--- Set task ---
State how many lines in the listing below contain the string "sliding", with case counting. Give only the number.

** Start of Material supplied **

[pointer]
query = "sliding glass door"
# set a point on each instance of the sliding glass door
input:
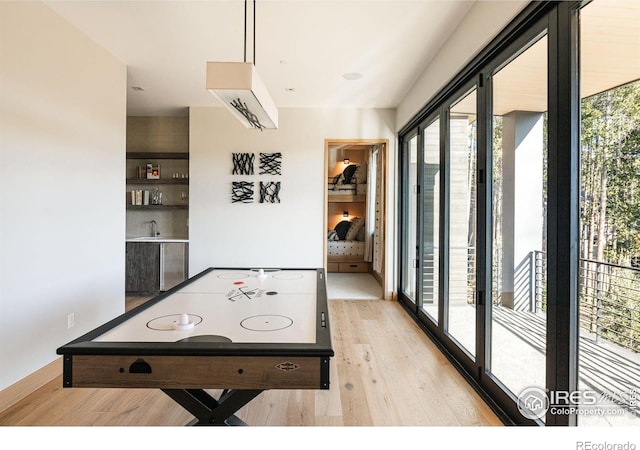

** End of Material supplied **
** Start of Material supplied **

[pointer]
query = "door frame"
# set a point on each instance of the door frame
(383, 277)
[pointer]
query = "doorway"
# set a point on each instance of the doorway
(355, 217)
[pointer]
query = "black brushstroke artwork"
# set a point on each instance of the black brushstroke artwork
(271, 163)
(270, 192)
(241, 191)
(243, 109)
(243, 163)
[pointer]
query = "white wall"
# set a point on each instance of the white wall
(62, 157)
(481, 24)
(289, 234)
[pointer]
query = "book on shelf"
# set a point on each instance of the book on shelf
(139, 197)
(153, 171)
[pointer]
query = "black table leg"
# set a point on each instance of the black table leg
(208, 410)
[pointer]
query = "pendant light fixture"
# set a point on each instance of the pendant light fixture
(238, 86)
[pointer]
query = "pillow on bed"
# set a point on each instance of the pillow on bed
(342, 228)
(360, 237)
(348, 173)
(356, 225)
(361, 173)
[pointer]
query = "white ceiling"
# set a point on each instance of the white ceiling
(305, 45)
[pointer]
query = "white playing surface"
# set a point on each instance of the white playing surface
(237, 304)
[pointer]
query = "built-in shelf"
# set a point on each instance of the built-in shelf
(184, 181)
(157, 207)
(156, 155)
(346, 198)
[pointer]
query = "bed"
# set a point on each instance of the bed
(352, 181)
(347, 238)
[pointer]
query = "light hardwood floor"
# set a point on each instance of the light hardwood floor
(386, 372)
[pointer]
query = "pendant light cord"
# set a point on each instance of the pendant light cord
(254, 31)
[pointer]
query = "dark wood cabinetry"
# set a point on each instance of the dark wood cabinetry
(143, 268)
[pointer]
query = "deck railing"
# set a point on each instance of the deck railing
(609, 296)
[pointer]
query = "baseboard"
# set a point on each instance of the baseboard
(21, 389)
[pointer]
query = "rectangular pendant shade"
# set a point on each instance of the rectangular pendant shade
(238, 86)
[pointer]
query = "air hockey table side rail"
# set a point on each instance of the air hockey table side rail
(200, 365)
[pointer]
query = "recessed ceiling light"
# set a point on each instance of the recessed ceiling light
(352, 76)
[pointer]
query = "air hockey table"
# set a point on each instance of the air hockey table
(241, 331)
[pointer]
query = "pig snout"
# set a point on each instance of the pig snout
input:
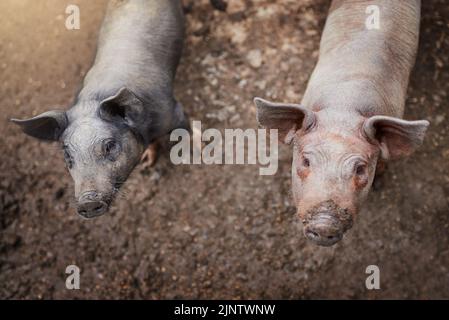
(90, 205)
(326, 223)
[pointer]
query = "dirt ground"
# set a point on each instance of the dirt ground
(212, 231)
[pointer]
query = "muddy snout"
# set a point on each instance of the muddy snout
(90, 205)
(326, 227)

** End of Material supplied **

--- Solution to this task ---
2